§ **DADOS DISPONÍVEIS**:

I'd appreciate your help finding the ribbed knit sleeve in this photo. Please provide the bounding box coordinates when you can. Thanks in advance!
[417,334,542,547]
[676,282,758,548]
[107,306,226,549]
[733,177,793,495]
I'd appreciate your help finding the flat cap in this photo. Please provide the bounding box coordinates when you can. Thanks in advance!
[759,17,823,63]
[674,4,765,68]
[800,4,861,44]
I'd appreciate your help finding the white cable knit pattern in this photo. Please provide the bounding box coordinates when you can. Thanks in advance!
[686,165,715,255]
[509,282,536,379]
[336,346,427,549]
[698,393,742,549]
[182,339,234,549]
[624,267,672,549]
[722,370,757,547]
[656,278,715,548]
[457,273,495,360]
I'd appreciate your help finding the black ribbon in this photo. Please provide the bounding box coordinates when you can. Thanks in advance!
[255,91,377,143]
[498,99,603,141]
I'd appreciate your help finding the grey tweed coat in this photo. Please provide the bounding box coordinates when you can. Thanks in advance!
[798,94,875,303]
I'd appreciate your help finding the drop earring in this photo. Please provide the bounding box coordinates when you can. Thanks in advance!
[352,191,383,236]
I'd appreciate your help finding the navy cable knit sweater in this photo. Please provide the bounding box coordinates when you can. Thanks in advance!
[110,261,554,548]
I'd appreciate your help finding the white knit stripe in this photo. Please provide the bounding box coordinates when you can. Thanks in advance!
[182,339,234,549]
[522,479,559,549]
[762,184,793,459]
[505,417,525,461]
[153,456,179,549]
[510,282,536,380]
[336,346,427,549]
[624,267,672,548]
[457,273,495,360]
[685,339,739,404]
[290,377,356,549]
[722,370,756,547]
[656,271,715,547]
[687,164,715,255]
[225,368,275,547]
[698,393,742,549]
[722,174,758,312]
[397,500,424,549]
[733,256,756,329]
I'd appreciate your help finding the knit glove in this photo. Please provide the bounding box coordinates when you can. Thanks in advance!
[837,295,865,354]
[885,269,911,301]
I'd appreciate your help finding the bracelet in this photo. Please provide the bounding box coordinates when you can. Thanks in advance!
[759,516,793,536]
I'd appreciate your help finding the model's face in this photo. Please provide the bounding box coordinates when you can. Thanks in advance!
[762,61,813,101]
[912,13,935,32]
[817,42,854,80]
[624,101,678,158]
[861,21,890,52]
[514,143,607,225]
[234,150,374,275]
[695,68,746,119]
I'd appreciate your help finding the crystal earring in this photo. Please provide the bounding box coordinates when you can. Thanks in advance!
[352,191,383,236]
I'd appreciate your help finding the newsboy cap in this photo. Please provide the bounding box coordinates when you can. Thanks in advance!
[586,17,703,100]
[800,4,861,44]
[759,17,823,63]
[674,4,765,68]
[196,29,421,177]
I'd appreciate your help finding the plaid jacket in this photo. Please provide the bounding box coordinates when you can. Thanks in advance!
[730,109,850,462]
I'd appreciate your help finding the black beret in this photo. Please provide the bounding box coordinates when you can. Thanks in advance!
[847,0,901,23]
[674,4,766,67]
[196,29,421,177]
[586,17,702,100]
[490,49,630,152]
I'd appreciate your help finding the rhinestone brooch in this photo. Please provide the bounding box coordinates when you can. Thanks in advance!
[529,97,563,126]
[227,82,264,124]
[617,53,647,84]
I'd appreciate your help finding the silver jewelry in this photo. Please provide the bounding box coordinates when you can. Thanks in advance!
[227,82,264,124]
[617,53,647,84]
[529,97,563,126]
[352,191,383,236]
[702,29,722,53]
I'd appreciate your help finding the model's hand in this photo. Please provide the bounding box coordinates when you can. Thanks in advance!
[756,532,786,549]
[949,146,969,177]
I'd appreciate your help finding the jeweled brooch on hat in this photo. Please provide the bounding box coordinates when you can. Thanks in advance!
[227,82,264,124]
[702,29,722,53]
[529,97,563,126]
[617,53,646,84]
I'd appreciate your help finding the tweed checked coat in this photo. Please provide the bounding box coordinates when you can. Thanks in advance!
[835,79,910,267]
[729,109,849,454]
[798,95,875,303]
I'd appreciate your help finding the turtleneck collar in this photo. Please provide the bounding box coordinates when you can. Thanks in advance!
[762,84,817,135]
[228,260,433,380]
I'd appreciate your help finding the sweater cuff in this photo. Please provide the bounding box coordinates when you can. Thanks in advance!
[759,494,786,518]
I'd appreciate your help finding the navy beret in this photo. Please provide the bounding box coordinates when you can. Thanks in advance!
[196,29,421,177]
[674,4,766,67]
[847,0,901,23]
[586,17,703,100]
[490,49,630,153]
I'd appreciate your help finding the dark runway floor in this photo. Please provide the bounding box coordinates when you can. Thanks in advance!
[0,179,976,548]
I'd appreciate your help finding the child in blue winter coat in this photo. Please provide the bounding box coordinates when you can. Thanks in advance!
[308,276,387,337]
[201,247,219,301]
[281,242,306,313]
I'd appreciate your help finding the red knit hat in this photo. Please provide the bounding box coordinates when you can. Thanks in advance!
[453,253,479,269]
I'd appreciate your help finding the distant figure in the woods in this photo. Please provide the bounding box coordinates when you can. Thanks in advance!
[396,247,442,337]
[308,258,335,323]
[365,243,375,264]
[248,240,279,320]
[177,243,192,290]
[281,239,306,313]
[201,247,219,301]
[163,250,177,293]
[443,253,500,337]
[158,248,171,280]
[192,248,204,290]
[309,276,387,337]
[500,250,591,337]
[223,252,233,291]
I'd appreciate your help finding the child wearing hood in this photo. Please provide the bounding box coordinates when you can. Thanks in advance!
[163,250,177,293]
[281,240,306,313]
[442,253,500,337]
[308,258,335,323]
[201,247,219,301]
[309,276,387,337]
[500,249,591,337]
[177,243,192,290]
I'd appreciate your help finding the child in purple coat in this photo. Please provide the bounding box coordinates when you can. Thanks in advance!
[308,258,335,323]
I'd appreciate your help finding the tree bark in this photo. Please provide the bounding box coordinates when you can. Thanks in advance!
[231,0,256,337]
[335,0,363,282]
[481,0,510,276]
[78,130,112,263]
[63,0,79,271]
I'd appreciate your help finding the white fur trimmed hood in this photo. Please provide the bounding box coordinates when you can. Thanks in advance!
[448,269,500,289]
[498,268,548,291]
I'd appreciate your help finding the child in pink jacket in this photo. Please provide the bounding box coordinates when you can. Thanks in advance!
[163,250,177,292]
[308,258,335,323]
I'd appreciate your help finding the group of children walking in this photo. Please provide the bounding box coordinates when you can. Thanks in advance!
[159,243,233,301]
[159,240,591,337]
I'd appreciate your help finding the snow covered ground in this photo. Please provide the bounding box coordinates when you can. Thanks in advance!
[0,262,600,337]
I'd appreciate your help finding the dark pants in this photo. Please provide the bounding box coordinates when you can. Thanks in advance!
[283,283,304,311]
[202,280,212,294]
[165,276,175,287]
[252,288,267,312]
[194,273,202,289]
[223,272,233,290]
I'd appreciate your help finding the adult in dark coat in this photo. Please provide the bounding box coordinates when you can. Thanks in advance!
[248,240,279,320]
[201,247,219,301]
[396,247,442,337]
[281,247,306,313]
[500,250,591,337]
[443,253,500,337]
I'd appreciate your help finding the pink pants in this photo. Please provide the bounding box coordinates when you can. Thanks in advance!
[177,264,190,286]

§ **O QUE SE PEDE**: Reproduza sem nenhuma alteração todas as linhas acima.

§ **RESPOSTA ESPERADA**:
I'd appreciate your help finding the ribbed knit sleeve in this photo. Please provide the bounding box coordinates when you can. Thanks in advance!
[417,334,542,547]
[676,282,758,548]
[107,306,226,549]
[733,177,793,495]
I'd appreciate your help finding the flat cap in this photo. Please provide the bounding box coordinates when you can. Thanks in advance!
[759,17,823,63]
[674,4,765,68]
[800,4,861,44]
I'd appreciate your help finding the white cable knit pattern in this photo. Please provide the bounding box coordinates when you can. Thanks in advance!
[686,165,715,255]
[509,282,536,379]
[336,346,427,549]
[698,393,742,549]
[182,339,234,549]
[624,267,672,549]
[722,370,757,547]
[656,278,715,548]
[457,273,495,360]
I'd appreciate your help finding the black ribbon in this photo. Please provide the bounding box coordinates when you can. Thanks in advance!
[255,91,377,143]
[498,99,603,141]
I'd appreciate your help finding the grey tweed coat in this photo. Please provide the bounding box coordinates when you can. Thanks in advance!
[798,94,875,303]
I'd appreciate your help finding the drop earring in this photo. Please provide the bounding box coordinates when you can. Thanks in advance!
[352,191,383,236]
I'd appreciate your help finding the navy cable knit sweater in this photo. Please provide the bounding box coordinates when you can. Thanks in advance!
[110,261,554,548]
I'd appreciate your help finding the white knit stripe in this photo. Please provide the bounding box coordinates when you can. Thanks in advance!
[182,339,234,549]
[522,479,559,549]
[762,184,793,459]
[505,417,525,461]
[153,456,179,549]
[510,282,536,380]
[336,346,427,549]
[624,267,672,548]
[457,273,495,360]
[685,339,739,404]
[290,377,356,549]
[722,370,756,547]
[656,271,715,547]
[687,164,715,255]
[225,368,275,547]
[698,393,742,549]
[722,174,758,312]
[397,500,424,549]
[733,256,756,329]
I'd appreciate your help finding the knit glove in this photo. Please provide the bounding box coordinates when you can. Thanks in advance!
[837,295,865,354]
[885,269,911,301]
I'd appreciate your help finding the bracelet in this photo. Please provide the bounding box coordinates when you can. Thanks in advance!
[759,516,793,536]
I'd appreciate your help finding the model's face in this photo. Please provide the bounding box coordinates when you can. Thanks in advance!
[762,61,813,101]
[912,13,935,32]
[817,42,854,80]
[624,101,678,158]
[861,21,890,52]
[514,143,607,225]
[234,150,374,275]
[695,68,746,119]
I'd appreciate your help finding the crystal earring in this photo. Please provide the bounding box coordinates when you can. Thanks in advance!
[352,191,383,236]
I'd appreciate your help finding the newsboy cap in this photo. Please provide the bounding box coordinates when you can. Thanks in advance!
[586,17,703,100]
[800,4,861,44]
[759,17,823,63]
[674,4,765,68]
[196,29,421,177]
I'd appreciate your help finding the plaid jacket in this photo. Please provide the bounding box coordinates when you can. Thanks in advance!
[730,109,850,462]
I'd appreciate your help finding the black beret in this photo. Please provide the bounding box coordinates when you can. Thanks in advance!
[847,0,901,23]
[674,4,766,67]
[196,29,421,177]
[586,17,702,100]
[490,49,630,152]
I'd appreciate your help finding the rhinestone brooch in this photo. Please provide the bounding box coordinates when you can. Thanks in advance!
[529,97,563,126]
[227,82,264,124]
[617,53,647,84]
I'd appreciate your help finding the silver jewelry in this photo. Please provide the bounding box coordinates when you can. Thanks in advance!
[227,82,264,124]
[617,53,647,84]
[529,97,563,126]
[352,191,383,236]
[702,29,722,53]
I'd appreciate your help finding the model's hand in this photo. Please provide the bounding box coordinates when you can. Thanks in advance!
[756,532,786,549]
[949,146,969,177]
I'd appreciate your help finding the jeweled brooch on hat in this photo. Please provide the bounding box coordinates when you can. Thanks in advance!
[227,82,264,124]
[702,29,722,53]
[529,97,563,126]
[617,53,646,84]
I'd appreciate your help finding the tweed checked coat in this photo. Please provide the bounding box coordinates when you can. Thanks in advance!
[835,79,910,267]
[729,109,849,454]
[798,95,875,303]
I'd appreciate your help finding the turtleneck collar in this photo. Please provide the bounding box coordinates when you can. Thanks in advance!
[762,84,817,135]
[228,260,433,380]
I'd appreciate your help finding the sweater cuff in this photo. Please provide the bounding box coordinates when you can. Thanks in advance!
[759,494,786,518]
I'd appreciate your help finding the navy beret in this photo. Please provide the bounding box coordinates when you can. Thanks in advance!
[196,29,421,177]
[674,4,766,67]
[847,0,901,23]
[586,17,703,100]
[490,49,630,153]
I'd appreciate your help finding the dark runway floor in this photo. Please provide the bounding box coordinates when you can. Thanks in advance!
[0,179,976,548]
I'd appreciate your help finding the child in blue winter coat in this photo. Please provide the bounding box coordinates when you can. Thanks in advance!
[308,276,387,337]
[201,247,219,301]
[281,242,306,313]
I'd appreciate your help finding the red knit hat in this photo. Please provide the bounding box coordinates when you can. Thanks in advance!
[453,253,479,269]
I'd appreciate your help finding the distant figure in the woods in this photo. Please provide the bounding box coordinates when you can. Thanks in advance!
[396,247,442,337]
[308,258,335,323]
[365,243,375,264]
[248,240,279,320]
[177,243,192,290]
[281,239,306,313]
[201,247,219,301]
[163,250,177,293]
[443,253,500,337]
[158,248,171,280]
[192,248,204,290]
[309,276,387,337]
[500,250,591,337]
[223,252,233,291]
I'd appreciate your help finding the child wearing hood in this photo. Please provide the bounding box coordinates when you can. Thanks in advance!
[163,250,177,293]
[281,240,306,313]
[442,253,500,337]
[308,258,335,323]
[201,247,219,301]
[309,276,387,337]
[500,249,591,337]
[177,243,192,290]
I'd appreciate your help finding the child in purple coat in this photo. Please provide the bounding box coordinates when you can. Thanks in advance!
[308,258,335,323]
I'd appreciate your help finding the tree bark in this photo. Please provide the bounding box coordinates when you can. Thanks in advance!
[231,0,256,337]
[335,0,363,282]
[481,0,510,276]
[78,130,112,263]
[63,0,79,271]
I'd appreciate your help finding the white fur trimmed hood in this photo. Please provide the bounding box coordinates when you can. Thanks in advance!
[448,269,500,289]
[498,268,548,291]
I'd appreciate your help finding the child in pink jacket in this photo. Please provide the bounding box coordinates when you can. Thanks in advance!
[163,250,177,292]
[308,258,335,323]
I'd appreciate your help finding the group of children walking in this photo. Please provide the bounding box coordinates when you can. Thanks in advance!
[159,243,233,301]
[159,240,591,337]
I'd appreciate your help finding the snow covered ground in this photo. Please provide the bounding box coordinates when you can. Thanks in advance!
[0,262,600,337]
I'd appreciate your help finding the dark pants in this photo. Please provide the bounding box coordinates when you can. Thanks in advance!
[283,283,304,311]
[202,280,212,294]
[165,276,175,287]
[252,288,267,312]
[194,273,202,289]
[223,272,233,290]
I'd appreciate your help finding the adult in dark coat in this photo. Please provide the bounding box coordinates when you can. Thanks in advance!
[248,240,279,320]
[201,247,219,301]
[396,247,442,337]
[281,247,306,313]
[500,250,591,337]
[443,253,500,337]
I'd appreciate your help finding the pink pants in this photo. Please provide the bounding box coordinates when you can. Thanks in advance!
[177,264,190,286]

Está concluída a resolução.